START Dataset entries
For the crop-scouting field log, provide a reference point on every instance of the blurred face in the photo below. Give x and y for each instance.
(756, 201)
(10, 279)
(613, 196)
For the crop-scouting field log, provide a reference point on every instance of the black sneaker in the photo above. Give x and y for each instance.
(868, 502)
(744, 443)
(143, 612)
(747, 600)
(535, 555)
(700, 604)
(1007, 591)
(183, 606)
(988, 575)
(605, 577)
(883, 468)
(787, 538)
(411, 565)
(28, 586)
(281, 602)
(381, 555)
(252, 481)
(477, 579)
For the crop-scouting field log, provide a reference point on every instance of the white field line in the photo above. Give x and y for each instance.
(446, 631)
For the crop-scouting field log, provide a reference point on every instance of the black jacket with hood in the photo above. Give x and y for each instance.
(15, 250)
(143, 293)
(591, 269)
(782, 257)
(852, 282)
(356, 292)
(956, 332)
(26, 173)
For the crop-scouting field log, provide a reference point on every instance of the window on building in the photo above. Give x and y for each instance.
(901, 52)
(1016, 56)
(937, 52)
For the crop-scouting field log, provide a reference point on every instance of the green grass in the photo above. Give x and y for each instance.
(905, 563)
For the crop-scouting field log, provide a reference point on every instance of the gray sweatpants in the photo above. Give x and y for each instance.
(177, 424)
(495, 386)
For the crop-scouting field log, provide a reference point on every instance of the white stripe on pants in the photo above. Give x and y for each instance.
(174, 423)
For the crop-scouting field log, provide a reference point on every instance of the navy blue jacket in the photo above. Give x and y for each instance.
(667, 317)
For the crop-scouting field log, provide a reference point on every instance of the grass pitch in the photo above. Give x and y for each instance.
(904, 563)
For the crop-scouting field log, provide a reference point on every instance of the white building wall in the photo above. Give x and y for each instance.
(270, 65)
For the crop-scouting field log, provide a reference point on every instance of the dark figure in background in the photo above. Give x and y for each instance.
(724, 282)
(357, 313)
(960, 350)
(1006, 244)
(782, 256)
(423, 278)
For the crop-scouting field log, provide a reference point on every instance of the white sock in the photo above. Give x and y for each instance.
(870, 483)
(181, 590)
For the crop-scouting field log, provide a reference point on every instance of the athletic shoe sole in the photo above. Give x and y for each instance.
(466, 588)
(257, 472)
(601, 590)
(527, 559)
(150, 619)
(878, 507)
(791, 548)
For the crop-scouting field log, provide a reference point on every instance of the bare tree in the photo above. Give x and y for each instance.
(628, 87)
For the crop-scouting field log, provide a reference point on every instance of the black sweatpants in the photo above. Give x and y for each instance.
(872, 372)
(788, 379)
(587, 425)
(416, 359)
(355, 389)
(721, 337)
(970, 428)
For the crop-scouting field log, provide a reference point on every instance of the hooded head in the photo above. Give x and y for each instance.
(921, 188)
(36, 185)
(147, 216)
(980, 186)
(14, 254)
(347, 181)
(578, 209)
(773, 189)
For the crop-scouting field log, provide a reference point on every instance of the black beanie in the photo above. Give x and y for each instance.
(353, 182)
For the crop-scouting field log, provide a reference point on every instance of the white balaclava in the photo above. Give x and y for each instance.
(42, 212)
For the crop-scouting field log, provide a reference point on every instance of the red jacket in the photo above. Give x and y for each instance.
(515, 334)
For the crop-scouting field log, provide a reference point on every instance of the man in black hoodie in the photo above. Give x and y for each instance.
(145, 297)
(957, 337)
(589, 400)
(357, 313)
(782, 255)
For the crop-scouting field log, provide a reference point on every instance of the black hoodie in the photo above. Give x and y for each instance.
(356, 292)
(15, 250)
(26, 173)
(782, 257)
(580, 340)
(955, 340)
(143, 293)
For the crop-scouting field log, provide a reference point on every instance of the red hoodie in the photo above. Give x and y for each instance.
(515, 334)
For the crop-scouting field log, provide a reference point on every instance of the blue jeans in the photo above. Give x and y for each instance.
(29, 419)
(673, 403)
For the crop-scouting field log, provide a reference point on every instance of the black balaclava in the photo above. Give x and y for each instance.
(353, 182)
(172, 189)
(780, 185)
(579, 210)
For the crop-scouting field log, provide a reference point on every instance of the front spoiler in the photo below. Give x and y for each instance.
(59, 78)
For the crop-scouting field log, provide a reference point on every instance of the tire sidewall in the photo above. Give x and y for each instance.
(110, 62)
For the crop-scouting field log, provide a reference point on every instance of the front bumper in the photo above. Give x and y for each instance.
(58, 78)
END Dataset entries
▶ [What you have to do]:
Line by line, output the data precisely as shown above.

▶ [Solution to this problem]:
For the crop-scouting field log, provide a reference point on every instance of the blurred face in the photo below. Give x and y for each instance.
(756, 201)
(10, 279)
(613, 196)
For the crop-scouting field log, provide a reference point on every instance of the black sneaker in the photo above. Give x and y for each instance.
(868, 502)
(744, 443)
(143, 612)
(747, 600)
(535, 555)
(700, 604)
(1007, 591)
(183, 606)
(988, 575)
(605, 577)
(883, 468)
(787, 538)
(411, 565)
(28, 586)
(281, 602)
(381, 555)
(252, 481)
(477, 579)
For the crop-scouting field log, provide a reference point on every instance of the white field line in the photo above. Give x and y for each instance.
(446, 631)
For the crop-scouting field log, provide a reference point on every instance of the black jacket with hood in the photo above. Give x and y for each instance.
(15, 250)
(143, 293)
(591, 269)
(782, 257)
(852, 282)
(356, 292)
(956, 332)
(26, 173)
For the crop-scouting field log, provide a reference point on every instance of the window on building in the photo above. Give x and y for each instance.
(901, 52)
(1016, 56)
(937, 52)
For the crop-scouting field log, provide a reference point on every instance of the green grass in the photo above. Give x and y for each instance.
(905, 563)
For the crop-scouting field log, provide a reference point on every instance of the gray sweatpants in the photo above. Give x and y for each instance.
(177, 424)
(495, 386)
For the crop-scouting field log, provide a reference point on every instance of the white stripe on pants in the photo above. Give x and y for each instance.
(174, 423)
For the crop-scouting field log, provide a reference point on every instance of the navy blue jacket in the photo above. Give x and y for each instance.
(667, 317)
For the crop-scouting field log, provide a reference point on every instance of the grass pitch in the photo above. Give x and y for each instance.
(904, 563)
For the crop-scouting field log, provide a reference point on every instance of the white building wall in the photo above. Give x and y for each instance.
(270, 65)
For the crop-scouting field log, provide a reference point on every instance of the dark figure in background in the photo above. Give x and y for each instance.
(724, 282)
(357, 313)
(960, 350)
(1006, 244)
(782, 256)
(423, 278)
For the crop-scouting field log, provide a reference point on every instance of the white sock in the photo above. Give x and y for each instance.
(870, 483)
(181, 590)
For the crop-scouting field log, provide a reference point on every instance of the athletic shoe sole in the photo above. Give x and y for each instance.
(466, 588)
(257, 472)
(601, 590)
(527, 559)
(150, 619)
(878, 507)
(791, 548)
For the crop-scouting field log, provide a reference point on every instance of the bare tree in the photo above. Give x and y for each instance.
(628, 87)
For the crop-scouting field log, provide a reference point on every instance of the black sweatpants in the photo above. Give x and y for each instance.
(872, 372)
(788, 379)
(587, 425)
(416, 359)
(355, 389)
(721, 337)
(970, 428)
For the crop-scouting field log, provide a reference point on every instance of the hooded head in the photo above. Give x and y for each instance.
(921, 188)
(36, 185)
(147, 216)
(980, 186)
(14, 254)
(347, 181)
(578, 209)
(773, 189)
For the crop-scouting field log, provide a reference point on every instance of the black beanie in the photo above. Give x and y for each instance.
(353, 182)
For the crop-scouting field log, provide a reference point on every instance of the white balaclava in the photo above. Give x and y for each instance.
(42, 212)
For the crop-scouting field log, provide a reference point on every instance of the red jacket in the photo above. Give x and y for each instance.
(515, 334)
For the crop-scouting field log, provide a reference point on every instance of the man in black hoodie in the photo above. Give x and y for each instance.
(145, 297)
(957, 337)
(589, 400)
(357, 313)
(782, 255)
For the crop-scouting field log, provide a reference point on every instance of the black hoodie in the photo above. Give x and y for each instance.
(356, 292)
(15, 250)
(26, 173)
(782, 257)
(580, 340)
(955, 340)
(143, 293)
For the crop-scouting field log, provide a reference point on every instance of the red hoodie in the photo above. Give x and y for each instance.
(515, 334)
For the crop-scouting field log, provide a reference point on every instance of the blue jeans in the photo above. Give x and y for each instance.
(29, 419)
(673, 403)
For the crop-scouting field log, provide a reference point on every instance of the black balaclava in the photo above. Give x and y for each instance.
(353, 182)
(172, 189)
(780, 185)
(579, 210)
For the crop-scouting field log, provide a reference point on every instance of the front spoiler in the photo below. Give x and y for each instance.
(59, 78)
For the crop-scouting field log, provide a reference point on every instance of the tire sidewall in the photo above. Give x and y for each instance.
(110, 62)
For the crop-scouting field log, provide a reference point on every instance of the front bumper in the photo above. Give x and y for each instance.
(58, 78)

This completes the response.